• _Supplied text_

Tuesday, July 03, 2007

Human evolution in perspective

Evolution keeps fascinating me. The earth is 4.5 billion years old, life on earth began 3.8 billion years ago, and the homo genus is only 2 million years old. The species Homo Sapiens is only about 250,000 years old, but only left Africa about 80 – 100,000 years ago. (Take a walk through Wikipedia articles on Homo Sapiens, human evolution, geologic time, and the single origin hypothesis.)

(There’s also the proposition that there was a human bottleneck about 70,000 years ago, which reduced the population of breeding pairs to between 1,000 and 10,000 – see the Homo Sapiens article – which is postulated to be due to the mammoth Toba volcanic eruption.)
The serious point here is that these changes are dramatically exponential, rather than linear.


A recent article on continuing evolution mentions a few other interesting facts, inter alia. For instance, that lactose tolerance emerged among European cattle herders only about 5,000 years ago.

It also mentions a genomic survey five years ago that found people were clustered on the basis of small DNA changes into five groups, roughly corresponding to the continents: Africans, Australian Aborigines, East Asians, American Indians, and Caucasians. That latter group includes everyone from Europe to India, including the Middle East.

I would add more recent changes that have a lasting effect on the population, such as the constant plagues in Europe in the middle ages, which had a dramatic impact on the population, and undoubtedly divided the genetic pool.



Ye The domination of dinosaurs prevented mammal expansion beyond the size of a shrew, but a chance meteor impact cleared away the larger animals that couldn't burrow or hide, and left the planet empty enough for the speciation of those who could.  And there's the Homo genus Neanderthal, which died out despite a larger brain capacity than us.

Species domination is not necessarily about being the "best and brightest": it’s about what survives the particular environments of the time.
...which doesn't bode well for us, if we're now powerful enough to destroy our own evolutionary niche, our environment.

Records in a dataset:
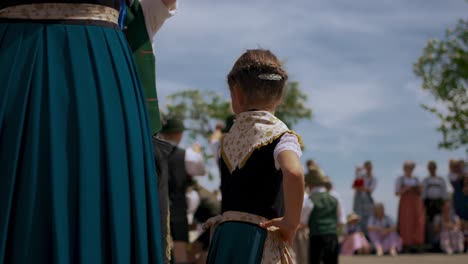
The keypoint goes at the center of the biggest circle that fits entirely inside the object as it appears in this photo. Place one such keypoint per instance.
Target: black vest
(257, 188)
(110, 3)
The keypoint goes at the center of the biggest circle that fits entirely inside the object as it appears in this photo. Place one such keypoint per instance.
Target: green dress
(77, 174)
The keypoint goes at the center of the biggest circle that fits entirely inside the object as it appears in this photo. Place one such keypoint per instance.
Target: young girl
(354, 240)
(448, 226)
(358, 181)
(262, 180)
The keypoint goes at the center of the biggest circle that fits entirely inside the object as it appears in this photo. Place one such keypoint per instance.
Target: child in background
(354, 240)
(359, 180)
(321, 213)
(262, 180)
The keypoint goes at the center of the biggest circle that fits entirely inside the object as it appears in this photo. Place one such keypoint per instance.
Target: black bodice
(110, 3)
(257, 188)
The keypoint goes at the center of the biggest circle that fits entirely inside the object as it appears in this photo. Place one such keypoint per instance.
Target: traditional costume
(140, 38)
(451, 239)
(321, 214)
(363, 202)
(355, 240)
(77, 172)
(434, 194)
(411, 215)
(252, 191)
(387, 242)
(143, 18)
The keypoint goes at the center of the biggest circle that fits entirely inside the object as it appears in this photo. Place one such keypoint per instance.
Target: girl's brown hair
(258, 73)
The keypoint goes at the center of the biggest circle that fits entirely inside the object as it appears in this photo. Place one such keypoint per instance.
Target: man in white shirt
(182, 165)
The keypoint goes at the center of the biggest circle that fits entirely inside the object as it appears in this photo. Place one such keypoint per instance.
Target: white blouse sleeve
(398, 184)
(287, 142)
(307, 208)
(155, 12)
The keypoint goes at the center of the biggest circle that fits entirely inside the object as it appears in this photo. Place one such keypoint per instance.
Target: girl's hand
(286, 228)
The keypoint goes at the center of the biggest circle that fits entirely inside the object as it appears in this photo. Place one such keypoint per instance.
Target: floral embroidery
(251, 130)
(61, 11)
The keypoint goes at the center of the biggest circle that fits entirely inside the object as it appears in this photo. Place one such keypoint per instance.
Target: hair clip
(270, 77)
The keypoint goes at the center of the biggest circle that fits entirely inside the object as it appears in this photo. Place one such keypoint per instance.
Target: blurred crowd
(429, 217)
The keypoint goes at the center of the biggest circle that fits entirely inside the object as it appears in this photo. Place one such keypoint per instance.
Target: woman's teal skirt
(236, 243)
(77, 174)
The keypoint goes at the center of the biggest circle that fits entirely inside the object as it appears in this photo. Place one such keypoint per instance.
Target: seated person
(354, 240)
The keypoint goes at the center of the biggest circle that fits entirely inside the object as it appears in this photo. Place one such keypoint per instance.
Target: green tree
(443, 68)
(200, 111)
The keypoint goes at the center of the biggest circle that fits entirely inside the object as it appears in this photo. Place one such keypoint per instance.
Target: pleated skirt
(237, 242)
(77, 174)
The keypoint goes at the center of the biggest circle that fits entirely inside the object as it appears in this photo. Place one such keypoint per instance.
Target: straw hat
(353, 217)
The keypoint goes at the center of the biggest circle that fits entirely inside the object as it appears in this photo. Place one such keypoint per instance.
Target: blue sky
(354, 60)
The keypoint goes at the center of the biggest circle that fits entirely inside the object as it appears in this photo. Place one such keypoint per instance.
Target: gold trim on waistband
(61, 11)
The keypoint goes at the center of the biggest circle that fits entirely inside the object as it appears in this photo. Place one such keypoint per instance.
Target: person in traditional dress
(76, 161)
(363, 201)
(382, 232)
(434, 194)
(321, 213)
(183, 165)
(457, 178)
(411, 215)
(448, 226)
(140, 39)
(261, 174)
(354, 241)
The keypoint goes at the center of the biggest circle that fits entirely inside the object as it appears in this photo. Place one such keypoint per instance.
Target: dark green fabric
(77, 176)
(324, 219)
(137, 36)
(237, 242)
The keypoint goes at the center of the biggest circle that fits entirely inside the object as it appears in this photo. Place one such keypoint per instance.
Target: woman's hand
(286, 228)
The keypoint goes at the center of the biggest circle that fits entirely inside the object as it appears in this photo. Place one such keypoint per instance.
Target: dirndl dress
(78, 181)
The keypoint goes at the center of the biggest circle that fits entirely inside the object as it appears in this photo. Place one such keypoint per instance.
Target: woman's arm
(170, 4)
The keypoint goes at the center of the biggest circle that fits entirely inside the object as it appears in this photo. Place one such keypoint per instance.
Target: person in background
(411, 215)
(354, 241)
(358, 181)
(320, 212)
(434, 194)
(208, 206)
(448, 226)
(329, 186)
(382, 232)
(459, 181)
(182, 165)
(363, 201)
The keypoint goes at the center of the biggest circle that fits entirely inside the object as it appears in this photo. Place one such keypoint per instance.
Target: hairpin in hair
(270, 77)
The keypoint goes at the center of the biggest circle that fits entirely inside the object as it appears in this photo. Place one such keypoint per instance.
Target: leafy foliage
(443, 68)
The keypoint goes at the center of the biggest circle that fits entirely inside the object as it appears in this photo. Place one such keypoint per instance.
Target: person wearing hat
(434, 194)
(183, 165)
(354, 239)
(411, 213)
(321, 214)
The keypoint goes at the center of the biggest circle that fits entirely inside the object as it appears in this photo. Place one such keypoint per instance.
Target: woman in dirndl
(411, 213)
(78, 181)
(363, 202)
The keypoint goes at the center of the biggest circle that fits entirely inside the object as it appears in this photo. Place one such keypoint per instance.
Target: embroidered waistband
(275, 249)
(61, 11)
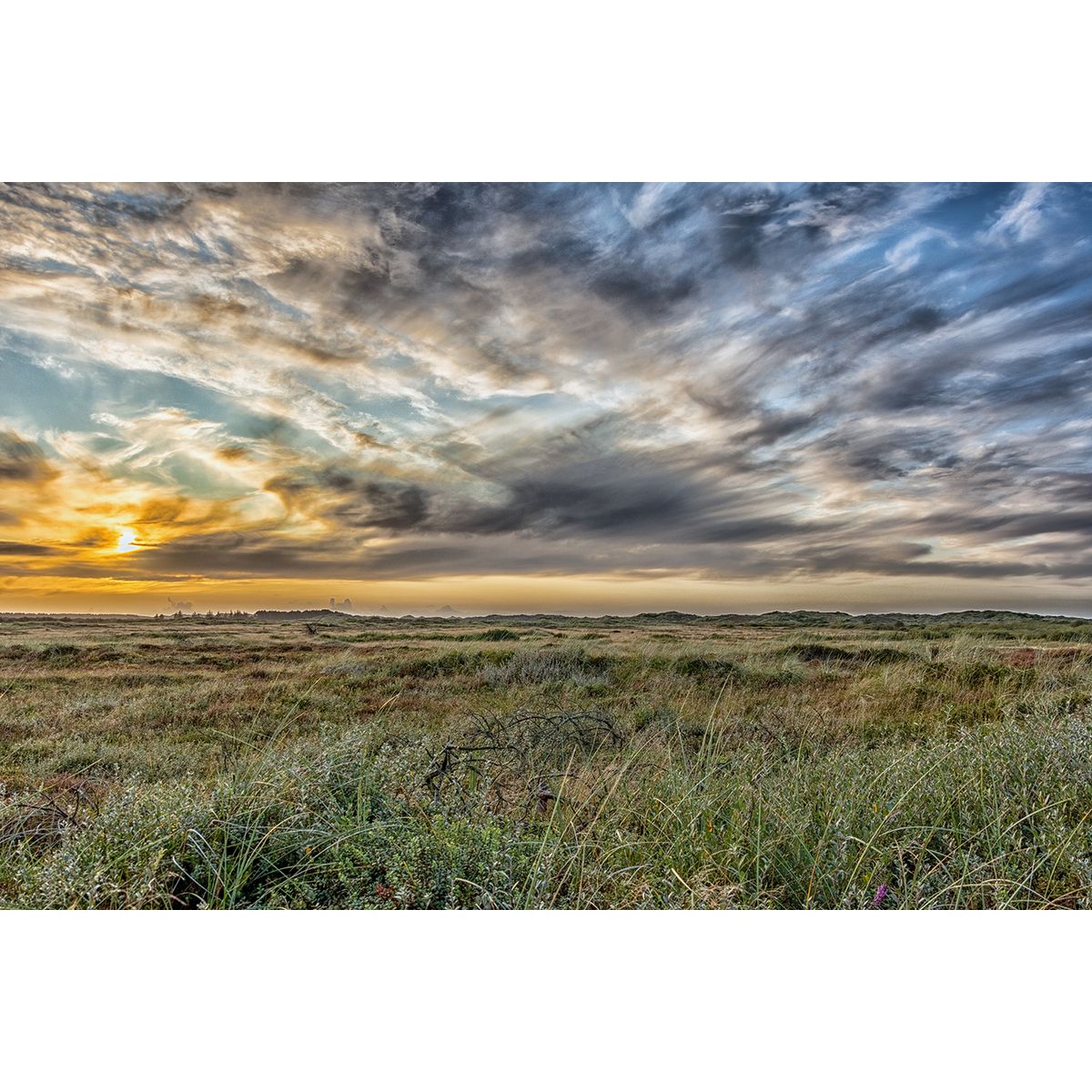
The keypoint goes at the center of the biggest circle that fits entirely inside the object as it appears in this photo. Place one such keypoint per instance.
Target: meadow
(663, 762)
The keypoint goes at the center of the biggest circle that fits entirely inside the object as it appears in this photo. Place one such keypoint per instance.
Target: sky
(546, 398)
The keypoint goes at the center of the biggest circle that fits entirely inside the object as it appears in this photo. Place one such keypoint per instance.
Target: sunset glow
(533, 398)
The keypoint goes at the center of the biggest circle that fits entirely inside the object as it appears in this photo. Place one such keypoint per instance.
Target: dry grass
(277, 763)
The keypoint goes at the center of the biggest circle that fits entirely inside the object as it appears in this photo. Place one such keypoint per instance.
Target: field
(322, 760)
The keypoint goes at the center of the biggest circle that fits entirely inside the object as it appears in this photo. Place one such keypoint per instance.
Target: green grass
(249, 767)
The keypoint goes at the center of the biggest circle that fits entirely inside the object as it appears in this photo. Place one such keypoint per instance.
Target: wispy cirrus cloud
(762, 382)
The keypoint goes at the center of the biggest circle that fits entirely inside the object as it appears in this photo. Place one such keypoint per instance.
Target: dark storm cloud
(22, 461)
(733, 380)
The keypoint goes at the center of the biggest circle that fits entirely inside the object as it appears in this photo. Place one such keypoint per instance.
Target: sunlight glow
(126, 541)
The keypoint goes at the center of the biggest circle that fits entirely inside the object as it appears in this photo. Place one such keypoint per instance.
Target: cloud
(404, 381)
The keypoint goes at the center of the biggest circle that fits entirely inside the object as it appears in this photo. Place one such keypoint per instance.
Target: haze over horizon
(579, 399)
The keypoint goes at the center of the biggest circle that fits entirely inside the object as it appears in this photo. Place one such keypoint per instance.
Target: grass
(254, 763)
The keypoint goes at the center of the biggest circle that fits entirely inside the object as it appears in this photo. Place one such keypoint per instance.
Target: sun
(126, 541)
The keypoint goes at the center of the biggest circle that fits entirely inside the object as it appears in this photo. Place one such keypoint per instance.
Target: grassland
...
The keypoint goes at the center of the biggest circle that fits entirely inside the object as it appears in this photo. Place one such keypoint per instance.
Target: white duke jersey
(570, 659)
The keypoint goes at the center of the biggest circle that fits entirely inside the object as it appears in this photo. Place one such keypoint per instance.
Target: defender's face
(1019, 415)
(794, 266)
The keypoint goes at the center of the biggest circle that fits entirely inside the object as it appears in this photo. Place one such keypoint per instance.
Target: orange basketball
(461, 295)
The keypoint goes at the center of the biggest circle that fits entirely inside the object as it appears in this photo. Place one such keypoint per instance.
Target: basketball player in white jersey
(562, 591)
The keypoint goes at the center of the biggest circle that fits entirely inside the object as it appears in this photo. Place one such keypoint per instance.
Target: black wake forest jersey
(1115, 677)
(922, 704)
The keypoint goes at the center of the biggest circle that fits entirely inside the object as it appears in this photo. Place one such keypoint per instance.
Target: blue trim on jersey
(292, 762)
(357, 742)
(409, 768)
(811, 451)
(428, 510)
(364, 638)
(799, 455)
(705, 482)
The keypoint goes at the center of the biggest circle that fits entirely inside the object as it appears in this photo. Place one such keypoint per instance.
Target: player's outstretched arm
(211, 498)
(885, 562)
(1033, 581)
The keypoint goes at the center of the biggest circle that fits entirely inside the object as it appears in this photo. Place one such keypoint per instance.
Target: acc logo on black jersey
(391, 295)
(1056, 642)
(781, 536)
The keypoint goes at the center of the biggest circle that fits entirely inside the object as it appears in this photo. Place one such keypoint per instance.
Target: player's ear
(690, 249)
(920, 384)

• _What you need to do_
**a.** According to the post on human evolution, how long ago did lactose tolerance emerge among European cattle herders?
**b.** Repeat everything in the post on human evolution from "Human evolution in" down to "single origin hypothesis.)".

• _Solutions in order_
**a.** About 5,000 years ago.

**b.**
Human evolution in perspective

Evolution keeps fascinating me. The earth is 4.5 billion years old, life on earth began 3.8 billion years ago, and the homo genus is only 2 million years old. The species Homo Sapiens is only about 250,000 years old, but only left Africa about 80 – 100,000 years ago. (Take a walk through Wikipedia articles on Homo Sapiens, human evolution, geologic time, and the single origin hypothesis.)